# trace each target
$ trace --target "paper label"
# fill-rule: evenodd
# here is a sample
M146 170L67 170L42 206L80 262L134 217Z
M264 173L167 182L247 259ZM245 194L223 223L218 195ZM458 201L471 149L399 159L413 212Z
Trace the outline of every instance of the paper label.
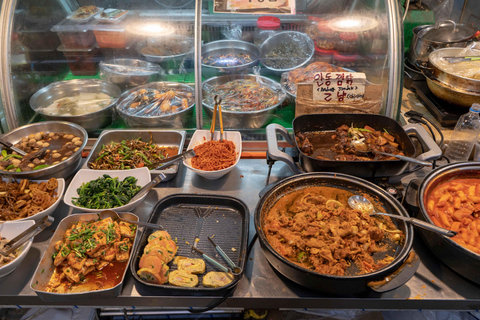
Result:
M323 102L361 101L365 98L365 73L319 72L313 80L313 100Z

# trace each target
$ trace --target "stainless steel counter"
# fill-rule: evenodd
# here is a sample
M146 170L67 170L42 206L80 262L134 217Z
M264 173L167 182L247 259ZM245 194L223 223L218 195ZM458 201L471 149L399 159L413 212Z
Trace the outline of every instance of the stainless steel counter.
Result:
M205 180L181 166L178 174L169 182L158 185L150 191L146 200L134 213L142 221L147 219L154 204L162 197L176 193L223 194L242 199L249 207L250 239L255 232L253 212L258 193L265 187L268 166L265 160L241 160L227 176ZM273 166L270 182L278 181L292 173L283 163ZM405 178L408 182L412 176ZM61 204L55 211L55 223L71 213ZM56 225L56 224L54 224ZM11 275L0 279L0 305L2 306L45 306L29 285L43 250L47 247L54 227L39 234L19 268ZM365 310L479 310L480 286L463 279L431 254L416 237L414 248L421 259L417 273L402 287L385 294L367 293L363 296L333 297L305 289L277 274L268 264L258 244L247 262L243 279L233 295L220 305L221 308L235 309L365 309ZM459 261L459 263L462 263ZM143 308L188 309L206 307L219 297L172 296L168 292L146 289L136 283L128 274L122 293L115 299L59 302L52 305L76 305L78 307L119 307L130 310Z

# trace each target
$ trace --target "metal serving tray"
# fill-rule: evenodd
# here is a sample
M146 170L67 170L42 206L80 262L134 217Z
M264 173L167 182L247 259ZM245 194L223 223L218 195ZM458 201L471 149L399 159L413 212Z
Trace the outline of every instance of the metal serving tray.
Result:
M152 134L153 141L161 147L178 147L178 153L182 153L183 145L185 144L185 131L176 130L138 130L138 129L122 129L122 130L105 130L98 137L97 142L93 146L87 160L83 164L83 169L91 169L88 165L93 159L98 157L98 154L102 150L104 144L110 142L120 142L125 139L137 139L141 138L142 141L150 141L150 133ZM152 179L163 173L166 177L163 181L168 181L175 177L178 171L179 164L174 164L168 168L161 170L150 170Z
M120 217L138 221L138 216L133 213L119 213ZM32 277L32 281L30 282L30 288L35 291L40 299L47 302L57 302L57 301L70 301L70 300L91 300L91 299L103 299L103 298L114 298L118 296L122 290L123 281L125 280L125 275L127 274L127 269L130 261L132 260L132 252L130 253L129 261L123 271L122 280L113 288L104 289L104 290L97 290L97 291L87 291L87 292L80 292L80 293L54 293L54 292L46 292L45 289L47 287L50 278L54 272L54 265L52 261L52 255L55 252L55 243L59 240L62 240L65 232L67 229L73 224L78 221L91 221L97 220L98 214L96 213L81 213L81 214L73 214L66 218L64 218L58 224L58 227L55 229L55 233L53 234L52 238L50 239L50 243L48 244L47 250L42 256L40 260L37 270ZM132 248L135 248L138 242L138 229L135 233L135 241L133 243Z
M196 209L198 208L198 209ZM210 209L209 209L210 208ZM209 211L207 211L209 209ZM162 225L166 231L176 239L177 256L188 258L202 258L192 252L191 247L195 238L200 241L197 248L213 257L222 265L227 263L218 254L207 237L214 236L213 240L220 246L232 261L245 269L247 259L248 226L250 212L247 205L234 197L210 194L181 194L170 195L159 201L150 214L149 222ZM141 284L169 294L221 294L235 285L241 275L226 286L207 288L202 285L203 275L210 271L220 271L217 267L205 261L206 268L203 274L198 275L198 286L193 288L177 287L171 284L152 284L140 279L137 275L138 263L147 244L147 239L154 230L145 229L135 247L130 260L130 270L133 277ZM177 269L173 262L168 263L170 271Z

※

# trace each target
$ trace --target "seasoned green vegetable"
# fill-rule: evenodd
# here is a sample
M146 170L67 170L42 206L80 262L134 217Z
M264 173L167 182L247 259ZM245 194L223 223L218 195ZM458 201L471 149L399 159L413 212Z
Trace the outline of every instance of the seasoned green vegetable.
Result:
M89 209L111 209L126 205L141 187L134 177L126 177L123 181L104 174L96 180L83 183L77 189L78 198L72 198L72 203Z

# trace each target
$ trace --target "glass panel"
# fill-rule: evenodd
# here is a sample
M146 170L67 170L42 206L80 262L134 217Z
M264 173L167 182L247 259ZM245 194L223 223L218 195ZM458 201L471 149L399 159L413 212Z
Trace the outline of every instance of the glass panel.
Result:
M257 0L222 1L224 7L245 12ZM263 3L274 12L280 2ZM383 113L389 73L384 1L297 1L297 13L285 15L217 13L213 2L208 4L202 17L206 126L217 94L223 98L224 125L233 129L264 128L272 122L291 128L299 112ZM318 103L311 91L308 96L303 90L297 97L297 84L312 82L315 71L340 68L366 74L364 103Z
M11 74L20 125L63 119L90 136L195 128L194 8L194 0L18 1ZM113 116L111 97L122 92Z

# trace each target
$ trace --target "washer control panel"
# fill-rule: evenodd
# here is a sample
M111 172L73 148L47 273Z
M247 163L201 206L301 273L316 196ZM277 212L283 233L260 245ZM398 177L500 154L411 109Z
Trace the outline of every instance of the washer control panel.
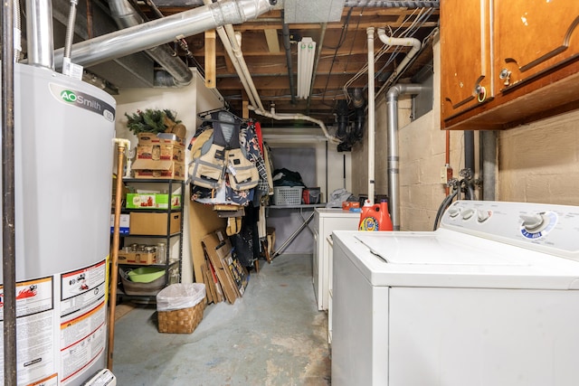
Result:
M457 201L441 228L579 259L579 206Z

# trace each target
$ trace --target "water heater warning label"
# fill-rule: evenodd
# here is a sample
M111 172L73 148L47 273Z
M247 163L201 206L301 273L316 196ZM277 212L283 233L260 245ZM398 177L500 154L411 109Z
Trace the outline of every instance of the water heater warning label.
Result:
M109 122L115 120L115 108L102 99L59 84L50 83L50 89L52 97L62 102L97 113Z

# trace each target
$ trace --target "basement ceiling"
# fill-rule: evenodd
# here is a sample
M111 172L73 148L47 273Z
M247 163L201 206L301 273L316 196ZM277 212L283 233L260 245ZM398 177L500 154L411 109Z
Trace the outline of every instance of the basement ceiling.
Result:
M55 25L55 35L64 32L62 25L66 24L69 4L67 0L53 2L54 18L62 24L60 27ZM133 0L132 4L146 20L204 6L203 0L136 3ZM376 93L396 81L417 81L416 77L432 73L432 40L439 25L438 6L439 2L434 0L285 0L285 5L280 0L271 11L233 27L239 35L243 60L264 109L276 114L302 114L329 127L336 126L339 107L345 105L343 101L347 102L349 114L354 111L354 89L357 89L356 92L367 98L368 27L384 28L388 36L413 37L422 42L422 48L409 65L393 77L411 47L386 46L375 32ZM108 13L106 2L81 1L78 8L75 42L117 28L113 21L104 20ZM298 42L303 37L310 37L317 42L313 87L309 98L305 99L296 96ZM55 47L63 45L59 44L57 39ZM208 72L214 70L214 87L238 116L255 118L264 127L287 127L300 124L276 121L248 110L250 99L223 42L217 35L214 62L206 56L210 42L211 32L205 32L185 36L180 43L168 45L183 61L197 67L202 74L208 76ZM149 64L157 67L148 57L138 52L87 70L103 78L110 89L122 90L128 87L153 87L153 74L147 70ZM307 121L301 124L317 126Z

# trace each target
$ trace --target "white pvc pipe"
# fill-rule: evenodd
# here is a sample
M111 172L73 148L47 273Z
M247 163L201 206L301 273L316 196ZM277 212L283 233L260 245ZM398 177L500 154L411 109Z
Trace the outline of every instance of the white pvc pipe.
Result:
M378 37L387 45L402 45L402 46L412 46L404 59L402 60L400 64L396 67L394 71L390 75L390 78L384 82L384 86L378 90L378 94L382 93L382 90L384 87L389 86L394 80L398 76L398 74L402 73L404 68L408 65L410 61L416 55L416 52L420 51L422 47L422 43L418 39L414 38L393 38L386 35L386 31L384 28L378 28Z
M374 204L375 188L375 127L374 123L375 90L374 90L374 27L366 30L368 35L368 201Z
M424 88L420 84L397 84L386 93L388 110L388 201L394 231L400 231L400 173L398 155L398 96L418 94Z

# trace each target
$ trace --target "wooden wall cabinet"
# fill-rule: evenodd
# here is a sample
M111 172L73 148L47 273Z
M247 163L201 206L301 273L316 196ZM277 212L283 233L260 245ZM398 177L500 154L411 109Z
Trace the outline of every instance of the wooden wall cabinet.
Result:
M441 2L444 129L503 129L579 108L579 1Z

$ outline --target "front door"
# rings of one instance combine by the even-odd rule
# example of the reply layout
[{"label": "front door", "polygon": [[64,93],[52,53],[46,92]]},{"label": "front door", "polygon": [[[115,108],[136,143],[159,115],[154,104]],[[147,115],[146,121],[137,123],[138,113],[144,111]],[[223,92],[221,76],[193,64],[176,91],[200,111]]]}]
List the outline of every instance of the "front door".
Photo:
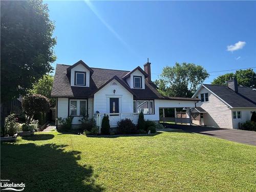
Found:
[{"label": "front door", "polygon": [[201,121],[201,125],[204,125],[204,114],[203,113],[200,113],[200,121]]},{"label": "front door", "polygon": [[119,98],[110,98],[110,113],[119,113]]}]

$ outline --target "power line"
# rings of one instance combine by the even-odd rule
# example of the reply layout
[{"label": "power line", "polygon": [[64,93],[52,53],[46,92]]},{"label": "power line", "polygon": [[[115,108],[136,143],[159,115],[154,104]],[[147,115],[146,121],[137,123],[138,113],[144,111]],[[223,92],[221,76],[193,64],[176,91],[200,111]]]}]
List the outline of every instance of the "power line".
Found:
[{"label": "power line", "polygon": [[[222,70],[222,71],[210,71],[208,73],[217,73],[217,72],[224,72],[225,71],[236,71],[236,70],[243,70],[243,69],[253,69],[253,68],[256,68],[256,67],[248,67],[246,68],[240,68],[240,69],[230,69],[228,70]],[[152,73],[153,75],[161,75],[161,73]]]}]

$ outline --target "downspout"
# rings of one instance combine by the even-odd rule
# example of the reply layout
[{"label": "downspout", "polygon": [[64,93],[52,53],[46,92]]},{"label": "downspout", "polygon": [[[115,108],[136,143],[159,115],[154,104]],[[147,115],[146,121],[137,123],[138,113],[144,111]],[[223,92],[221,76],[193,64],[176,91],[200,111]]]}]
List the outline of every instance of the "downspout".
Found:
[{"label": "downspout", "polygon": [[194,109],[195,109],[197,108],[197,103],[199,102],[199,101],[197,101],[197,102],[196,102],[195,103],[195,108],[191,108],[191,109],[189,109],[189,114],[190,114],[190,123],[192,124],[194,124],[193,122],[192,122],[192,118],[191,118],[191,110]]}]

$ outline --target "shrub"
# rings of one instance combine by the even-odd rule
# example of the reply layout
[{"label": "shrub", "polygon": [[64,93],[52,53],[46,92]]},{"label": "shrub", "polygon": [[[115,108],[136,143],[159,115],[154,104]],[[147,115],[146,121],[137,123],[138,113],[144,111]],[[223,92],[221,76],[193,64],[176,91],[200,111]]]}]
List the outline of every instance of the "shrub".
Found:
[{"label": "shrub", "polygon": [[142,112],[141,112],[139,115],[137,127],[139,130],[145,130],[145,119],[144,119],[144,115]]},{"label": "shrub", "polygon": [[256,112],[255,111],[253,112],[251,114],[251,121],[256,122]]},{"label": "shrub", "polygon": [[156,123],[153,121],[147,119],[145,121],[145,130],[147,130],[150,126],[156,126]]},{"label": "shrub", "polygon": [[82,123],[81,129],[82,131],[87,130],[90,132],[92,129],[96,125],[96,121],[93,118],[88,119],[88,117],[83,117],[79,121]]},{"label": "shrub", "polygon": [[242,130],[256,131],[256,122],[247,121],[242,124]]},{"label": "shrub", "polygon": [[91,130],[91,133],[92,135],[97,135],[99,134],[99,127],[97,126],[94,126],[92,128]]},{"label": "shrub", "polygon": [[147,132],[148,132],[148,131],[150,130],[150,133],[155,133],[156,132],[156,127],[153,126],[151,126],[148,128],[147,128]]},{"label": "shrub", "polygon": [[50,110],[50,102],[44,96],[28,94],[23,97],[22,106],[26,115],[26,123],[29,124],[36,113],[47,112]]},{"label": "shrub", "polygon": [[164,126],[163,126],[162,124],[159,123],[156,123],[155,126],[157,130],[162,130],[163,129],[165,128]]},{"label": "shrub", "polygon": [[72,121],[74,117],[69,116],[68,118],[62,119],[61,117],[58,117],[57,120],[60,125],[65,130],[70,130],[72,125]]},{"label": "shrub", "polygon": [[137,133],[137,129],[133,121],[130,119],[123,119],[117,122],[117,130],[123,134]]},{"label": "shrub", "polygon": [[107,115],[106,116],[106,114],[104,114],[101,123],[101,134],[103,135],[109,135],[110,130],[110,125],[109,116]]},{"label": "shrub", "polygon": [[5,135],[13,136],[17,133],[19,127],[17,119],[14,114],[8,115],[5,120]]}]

※

## La petición
Extrae de los registros cada línea que contenga la palabra "steel". Distingue entre mayúsculas y minúsculas.

## Solución
$ trace --target "stainless steel counter"
Trace the outline of every instance of the stainless steel counter.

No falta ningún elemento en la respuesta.